* [Stated goal]
In all of these lines, switch "Labeling round 2" to "Labeling round 3" and leave everything else unchanged. Omit the pictures from your answer.

++++++++++

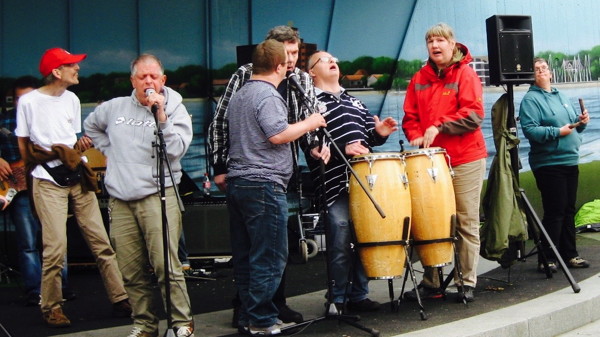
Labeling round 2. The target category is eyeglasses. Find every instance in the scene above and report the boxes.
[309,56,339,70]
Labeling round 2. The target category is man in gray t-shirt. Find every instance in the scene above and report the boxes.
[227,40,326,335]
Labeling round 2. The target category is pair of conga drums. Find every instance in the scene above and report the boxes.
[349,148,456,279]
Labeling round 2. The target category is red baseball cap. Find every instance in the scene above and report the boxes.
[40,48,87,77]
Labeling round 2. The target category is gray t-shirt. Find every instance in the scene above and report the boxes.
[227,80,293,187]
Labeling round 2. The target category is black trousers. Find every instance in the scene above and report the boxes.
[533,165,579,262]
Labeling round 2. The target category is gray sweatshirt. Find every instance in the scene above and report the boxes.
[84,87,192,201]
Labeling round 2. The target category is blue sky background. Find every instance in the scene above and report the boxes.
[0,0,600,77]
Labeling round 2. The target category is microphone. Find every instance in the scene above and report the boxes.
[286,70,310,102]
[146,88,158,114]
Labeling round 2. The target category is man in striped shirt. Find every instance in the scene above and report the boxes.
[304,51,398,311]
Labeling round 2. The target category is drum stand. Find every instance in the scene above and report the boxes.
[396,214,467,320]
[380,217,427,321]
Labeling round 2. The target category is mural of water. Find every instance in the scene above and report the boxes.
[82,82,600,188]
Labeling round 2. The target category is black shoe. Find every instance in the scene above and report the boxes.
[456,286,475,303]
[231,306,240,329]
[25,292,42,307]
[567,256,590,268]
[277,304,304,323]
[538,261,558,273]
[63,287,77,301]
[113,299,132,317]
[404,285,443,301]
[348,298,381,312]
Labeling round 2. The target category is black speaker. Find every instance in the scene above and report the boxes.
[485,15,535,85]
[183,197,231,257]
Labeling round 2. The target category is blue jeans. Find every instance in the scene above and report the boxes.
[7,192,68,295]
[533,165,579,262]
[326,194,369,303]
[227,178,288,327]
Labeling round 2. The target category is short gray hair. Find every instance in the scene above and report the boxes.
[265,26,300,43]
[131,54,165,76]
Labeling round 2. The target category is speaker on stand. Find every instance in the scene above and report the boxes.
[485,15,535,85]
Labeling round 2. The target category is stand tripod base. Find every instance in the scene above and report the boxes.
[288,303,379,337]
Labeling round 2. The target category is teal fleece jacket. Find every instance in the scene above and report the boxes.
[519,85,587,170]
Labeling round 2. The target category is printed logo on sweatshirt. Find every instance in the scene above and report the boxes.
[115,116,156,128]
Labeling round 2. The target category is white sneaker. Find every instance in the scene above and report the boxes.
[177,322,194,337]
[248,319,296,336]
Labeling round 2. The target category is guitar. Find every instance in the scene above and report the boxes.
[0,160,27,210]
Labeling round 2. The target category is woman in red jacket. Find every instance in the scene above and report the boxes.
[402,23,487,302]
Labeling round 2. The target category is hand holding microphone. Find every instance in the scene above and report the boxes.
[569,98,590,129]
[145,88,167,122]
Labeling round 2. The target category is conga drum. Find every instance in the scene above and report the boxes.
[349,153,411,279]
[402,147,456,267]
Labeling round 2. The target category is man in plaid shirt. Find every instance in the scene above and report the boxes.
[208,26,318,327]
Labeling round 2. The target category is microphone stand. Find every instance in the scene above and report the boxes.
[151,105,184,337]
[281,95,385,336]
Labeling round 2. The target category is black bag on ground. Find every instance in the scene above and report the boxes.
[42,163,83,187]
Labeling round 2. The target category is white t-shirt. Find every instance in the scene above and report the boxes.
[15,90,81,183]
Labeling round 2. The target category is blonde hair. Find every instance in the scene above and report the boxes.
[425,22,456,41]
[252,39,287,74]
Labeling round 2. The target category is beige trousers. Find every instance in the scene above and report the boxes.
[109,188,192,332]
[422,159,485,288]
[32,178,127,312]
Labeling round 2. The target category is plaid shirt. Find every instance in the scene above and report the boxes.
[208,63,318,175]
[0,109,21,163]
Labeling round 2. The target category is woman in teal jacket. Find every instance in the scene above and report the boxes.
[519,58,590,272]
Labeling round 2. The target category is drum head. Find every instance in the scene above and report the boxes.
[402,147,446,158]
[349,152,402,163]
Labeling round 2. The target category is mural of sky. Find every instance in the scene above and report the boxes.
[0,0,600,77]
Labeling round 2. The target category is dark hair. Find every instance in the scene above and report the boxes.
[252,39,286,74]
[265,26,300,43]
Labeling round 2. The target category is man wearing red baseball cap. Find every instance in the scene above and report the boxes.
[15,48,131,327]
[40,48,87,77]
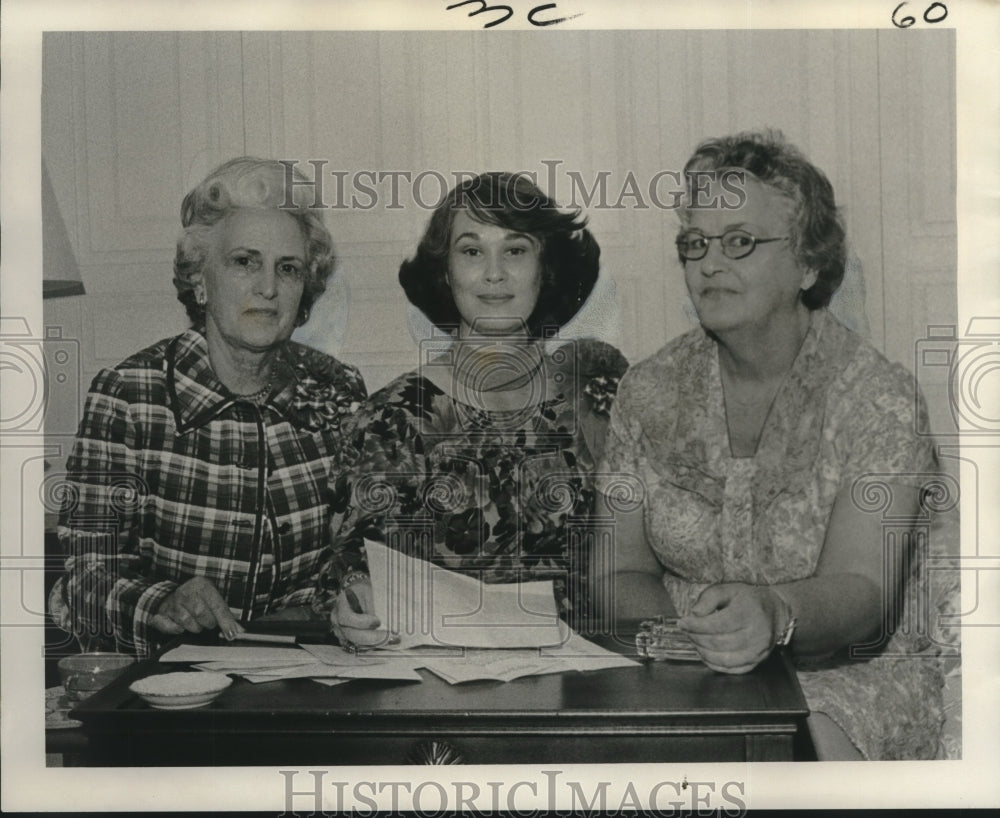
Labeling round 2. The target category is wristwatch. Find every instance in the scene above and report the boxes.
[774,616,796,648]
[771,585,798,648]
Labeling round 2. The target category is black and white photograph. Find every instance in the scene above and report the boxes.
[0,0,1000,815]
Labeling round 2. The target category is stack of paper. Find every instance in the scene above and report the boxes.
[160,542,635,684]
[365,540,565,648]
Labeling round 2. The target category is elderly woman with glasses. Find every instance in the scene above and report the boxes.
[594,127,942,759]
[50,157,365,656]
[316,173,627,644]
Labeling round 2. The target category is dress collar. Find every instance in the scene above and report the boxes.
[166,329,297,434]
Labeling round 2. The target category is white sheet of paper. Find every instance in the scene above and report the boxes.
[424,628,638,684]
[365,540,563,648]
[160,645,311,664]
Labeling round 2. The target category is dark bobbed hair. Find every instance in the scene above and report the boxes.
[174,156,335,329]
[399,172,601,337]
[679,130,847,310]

++++++++++

* [Problem solution]
Labeling round 3. The target category is eyeglasses. Find every instance in the scene above and report the boxes.
[309,56,339,70]
Labeling round 3. The target category is man in gray t-shirt. Find every instance in the scene above and report the boxes.
[227,40,326,335]
Labeling round 3. The target category is pair of conga drums. Find every instance in the scene above and report the boxes.
[349,148,456,279]
Labeling round 3. The target category is red baseball cap. Find every instance in the scene above and report the boxes.
[40,48,87,77]
Labeling round 3. The target category is gray t-shirt. Find every instance in the scene above and report the boxes.
[227,80,293,187]
Labeling round 3. The target category is black trousers. Find every instance in the scene above and report the boxes.
[533,165,579,262]
Labeling round 3. The target category is gray sweatshirt. Find every instance in the scene above and report the boxes.
[84,87,192,201]
Labeling round 3. The target category is blue sky background. Find every instance in the scene above and report the boxes.
[0,0,600,77]
Labeling round 3. The target category is microphone. Find every instance in the scene above and report the boxes.
[286,70,310,102]
[146,88,158,114]
Labeling round 3. The target category is man in striped shirt. Find every instance in the scene above and report the boxes.
[304,51,398,311]
Labeling round 3. The target category is drum stand. Find every instance in the scene above and report the boxes.
[396,214,467,320]
[380,217,427,321]
Labeling round 3. The target category is mural of water. Find every instance in the scene above and report the boxes.
[82,82,600,188]
Labeling round 3. The target category is black shoe. Find every instance in the scene above and report the boxes.
[456,286,475,303]
[231,306,240,329]
[25,292,42,307]
[567,256,590,268]
[277,304,304,323]
[538,261,558,273]
[63,287,77,301]
[113,299,132,317]
[404,285,443,301]
[348,298,381,312]
Labeling round 3. The target category is black speaker. Find every instance in the scene above and report the boxes.
[485,15,535,85]
[183,197,231,257]
Labeling round 3. The target category is blue jeans. Find every instance in the scene above and report the boxes.
[7,192,68,295]
[533,165,579,262]
[326,194,369,303]
[227,178,288,327]
Labeling round 3. The target category is short gray hair. Find every instance in the scene above and report the boxes.
[265,26,300,43]
[131,54,165,76]
Labeling round 3. The target category is speaker on stand. Find every instance in the scene above and report the boxes.
[485,15,535,85]
Labeling round 3. The target category is stand tripod base. Find every instance in the scene above and report the boxes.
[288,303,379,337]
Labeling round 3. The target category is teal fleece jacket. Find every instance in the scene above and report the boxes.
[519,85,587,170]
Labeling round 3. The target category is printed logo on sweatshirt. Find every instance in the scene above and report the boxes.
[115,116,156,128]
Labeling round 3. The target category is white sneaker. Find every instance in the scene above and report the boxes.
[177,322,194,337]
[248,319,296,336]
Labeling round 3. The target category is guitar. Find every instance in the scene above and report the boxes.
[0,160,27,210]
Labeling round 3. The target category is woman in red jacket. Find every instance in the scene above and report the boxes.
[402,23,487,302]
Labeling round 3. The target category is hand holding microphone. Find every instance in the scene above and report the boxes.
[569,98,590,129]
[145,88,167,122]
Labeling round 3. The target category is conga drum. Find every instance in the scene above and report the boxes.
[349,153,411,279]
[402,147,456,267]
Labeling round 3. The target category is man in plaid shirt. Find every instance in the scene above and report the boxes.
[208,26,318,327]
Labeling round 3. The target category is microphone stand. Find every instance in the scene above and report the boxes.
[151,105,184,337]
[281,95,385,336]
Labeling round 3. The target category is black bag on ground. Find every instance in the scene above and report the boxes.
[42,163,83,187]
Labeling round 3. The target category is white t-shirt. Find every instance in the scene above and report the boxes.
[15,90,81,183]
Labeling round 3. The target category is blonde hair. Find every instance in the scene above and report the boxes.
[425,22,456,41]
[252,39,287,74]
Labeling round 3. The target category is beige trousers. Find every instance in the scene above and report the boxes.
[109,188,192,332]
[422,159,485,288]
[32,178,127,312]
Labeling round 3. The target category is plaid shirt. Find every instance in the scene above and report the boxes.
[208,63,318,175]
[0,109,21,163]
Labeling round 3. The target category is woman in teal jacket. Find every instance in the scene above and report the boxes.
[519,58,590,272]
Labeling round 3. The target category is drum head. Find every instance in the scene above and report the boxes.
[402,147,446,158]
[349,152,402,163]
Labeling round 3. The target category is mural of sky. Find every instance in the scene above and report the boxes.
[0,0,600,77]
Labeling round 3. The target category is dark hair. Find every instance in the scene above and report the boxes.
[252,39,286,74]
[265,26,300,43]
Labeling round 3. The target category is man wearing red baseball cap. Find every instance in the scene above and report the boxes.
[15,48,131,327]
[40,48,87,77]
Labeling round 3. The target category is wristwatch. Find every instance in the scene above and report the boxes.
[774,616,796,648]
[771,585,798,648]
Labeling round 3. The target category is black and white photograph. Find every instance in the scene above and report the boxes.
[0,0,1000,815]
Labeling round 3. The target category is stack of paper. Find every instance in the scene above and report the boxes.
[160,542,635,684]
[365,540,565,648]
Labeling round 3. The target category is elderly woman with glasses. Find every instance in the scene above and report the boxes.
[594,127,942,759]
[50,157,365,656]
[316,173,627,644]
Labeling round 3. The target category is dress collar. Find every instance in the scene above and report the boxes.
[166,329,297,434]
Labeling round 3. The target category is white sheet of paper. Find every instance in the scene above and report the boxes.
[424,628,638,684]
[365,540,563,648]
[160,645,311,664]
Labeling round 3. The target category is dark bobbed hair. Find every instance in the scene above and report the boxes.
[174,156,335,329]
[399,172,601,337]
[679,130,847,310]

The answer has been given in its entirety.